What to work on
This exercise asks for the entries below to be printed exactly.
◇ ◇ ◇
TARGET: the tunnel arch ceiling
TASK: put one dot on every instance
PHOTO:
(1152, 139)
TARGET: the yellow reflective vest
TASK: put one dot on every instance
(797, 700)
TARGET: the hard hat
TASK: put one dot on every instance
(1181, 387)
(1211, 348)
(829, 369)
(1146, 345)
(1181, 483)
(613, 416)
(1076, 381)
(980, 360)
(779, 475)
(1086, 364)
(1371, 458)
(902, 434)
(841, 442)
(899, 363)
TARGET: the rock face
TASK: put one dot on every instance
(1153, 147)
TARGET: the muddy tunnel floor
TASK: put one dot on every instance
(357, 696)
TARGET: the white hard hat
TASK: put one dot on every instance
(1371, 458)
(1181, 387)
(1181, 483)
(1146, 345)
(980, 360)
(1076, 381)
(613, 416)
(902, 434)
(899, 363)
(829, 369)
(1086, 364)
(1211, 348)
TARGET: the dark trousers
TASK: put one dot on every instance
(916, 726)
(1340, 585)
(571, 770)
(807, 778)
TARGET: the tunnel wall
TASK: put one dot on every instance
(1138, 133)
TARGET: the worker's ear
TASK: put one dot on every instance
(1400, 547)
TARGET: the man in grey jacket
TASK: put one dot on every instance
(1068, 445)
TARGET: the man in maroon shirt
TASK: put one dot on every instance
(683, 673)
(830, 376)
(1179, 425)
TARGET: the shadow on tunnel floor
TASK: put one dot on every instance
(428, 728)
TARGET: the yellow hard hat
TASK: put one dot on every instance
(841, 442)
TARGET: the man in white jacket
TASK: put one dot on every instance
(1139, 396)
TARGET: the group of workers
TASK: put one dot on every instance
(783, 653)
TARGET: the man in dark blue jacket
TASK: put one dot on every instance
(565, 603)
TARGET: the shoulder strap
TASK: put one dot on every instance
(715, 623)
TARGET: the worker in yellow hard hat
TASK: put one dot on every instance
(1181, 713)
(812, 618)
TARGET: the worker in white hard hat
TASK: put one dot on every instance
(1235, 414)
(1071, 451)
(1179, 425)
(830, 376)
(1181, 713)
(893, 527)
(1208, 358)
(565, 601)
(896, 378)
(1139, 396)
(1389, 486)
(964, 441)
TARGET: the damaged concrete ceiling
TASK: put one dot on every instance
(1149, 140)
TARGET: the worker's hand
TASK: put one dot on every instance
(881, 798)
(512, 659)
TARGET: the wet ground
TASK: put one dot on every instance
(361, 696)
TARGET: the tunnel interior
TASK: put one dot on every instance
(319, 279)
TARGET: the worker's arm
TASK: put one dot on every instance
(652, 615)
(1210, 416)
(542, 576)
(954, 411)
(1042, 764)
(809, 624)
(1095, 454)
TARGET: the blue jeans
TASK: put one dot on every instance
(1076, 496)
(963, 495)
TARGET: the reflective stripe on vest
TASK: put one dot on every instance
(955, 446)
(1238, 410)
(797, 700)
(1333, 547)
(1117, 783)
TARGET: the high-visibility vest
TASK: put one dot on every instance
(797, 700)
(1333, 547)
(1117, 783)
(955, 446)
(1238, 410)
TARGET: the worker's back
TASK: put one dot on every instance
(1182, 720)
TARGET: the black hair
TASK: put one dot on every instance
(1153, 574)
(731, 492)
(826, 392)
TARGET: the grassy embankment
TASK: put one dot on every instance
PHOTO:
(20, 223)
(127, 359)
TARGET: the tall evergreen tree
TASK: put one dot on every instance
◇ ◇ ◇
Answer box
TARGET: the tunnel arch ceiling
TASK: put one dot on every instance
PHOTO:
(1152, 139)
TARGET: the yellow reflective vest
TASK: put one dot on every instance
(797, 700)
TARGET: the hard hat
TASK: put one dot on every instance
(1181, 387)
(1211, 348)
(829, 369)
(1146, 345)
(1181, 483)
(613, 416)
(1076, 381)
(980, 360)
(779, 475)
(1086, 364)
(1371, 458)
(902, 434)
(841, 442)
(899, 363)
TARGET: the rock face
TASK: put one dot on every instance
(1153, 147)
TARGET: the muddy tunnel floor
TASK: put one dot on every instance
(357, 696)
TARGET: the white hard hat
TASK: put one dot on every instance
(1371, 458)
(1181, 387)
(1181, 483)
(1146, 345)
(980, 360)
(1076, 381)
(613, 416)
(902, 434)
(899, 363)
(829, 369)
(1086, 364)
(1211, 348)
TARGET: the dark trousers
TASK: put one dot on every instance
(916, 726)
(1340, 585)
(571, 770)
(807, 778)
TARGET: the tunnel wall
TASK: put one dot on every instance
(1138, 133)
TARGET: the worker's ear
TASK: put one dot on every instance
(1400, 547)
TARGET: the man in grey jacket
TASK: put one dot on every instance
(1068, 445)
TARGET: the man in maroon shirt
TASK: put one dot on every instance
(683, 673)
(830, 376)
(1179, 425)
TARGET: the shadow on tunnel floor
TASK: put one dot on every instance
(428, 728)
TARGET: the yellow hard hat
TASK: put one dot on every instance
(841, 442)
TARGET: the man in white jacket
TASK: put one dot on every instance
(1139, 396)
TARGET: the group of workers
TASK: put one dot on every instance
(783, 653)
TARGET: the man in dark blue jacket
TASK: put one dot on every instance
(565, 603)
TARGET: the shoulder strap
TASK: put one dot on every instance
(715, 623)
TARGET: the worker in yellow hard hat
TASK: put one dot on every instance
(1181, 713)
(812, 618)
TARGET: the worker in white hard hat
TASK: put one dot on every instance
(1235, 414)
(1071, 451)
(1179, 425)
(830, 376)
(1181, 713)
(893, 527)
(1208, 358)
(565, 601)
(896, 378)
(1139, 396)
(1389, 486)
(964, 441)
TARGET: the damaged concrete ceiling
TASK: put one dot on every instance
(1149, 140)
TARGET: the worker's hand
TASK: put one dot on every instance
(881, 798)
(512, 659)
TARGET: the wet ground
TASK: put one dot on every instance
(361, 696)
TARGET: the tunnel interior
TASK: put one dot on every instance
(319, 279)
TARGET: the worker's arm
TASK: put one dot on every instance
(652, 615)
(1210, 416)
(542, 576)
(954, 411)
(1042, 764)
(809, 624)
(1095, 454)
TARGET: the blue jeans
TASK: put one dot on every instance
(1076, 496)
(963, 495)
TARGET: the reflective stripe on vest
TASK: put one dot on every instance
(955, 446)
(1238, 410)
(797, 700)
(1333, 547)
(1117, 783)
TARGET: the high-visibility vest
TASK: put one dot on every instance
(797, 700)
(1333, 547)
(1117, 783)
(955, 446)
(1238, 410)
TARGET: the worker's back
TASK: put one dot on every instance
(1182, 720)
TARGET: the black hair
TASK: put one dot on every instance
(1153, 574)
(731, 492)
(826, 392)
TARGET: the grassy embankment
TASK: put one dot on every instance
PHOTO:
(20, 223)
(127, 359)
TARGET: the tall evergreen tree
TASK: put one dot on every instance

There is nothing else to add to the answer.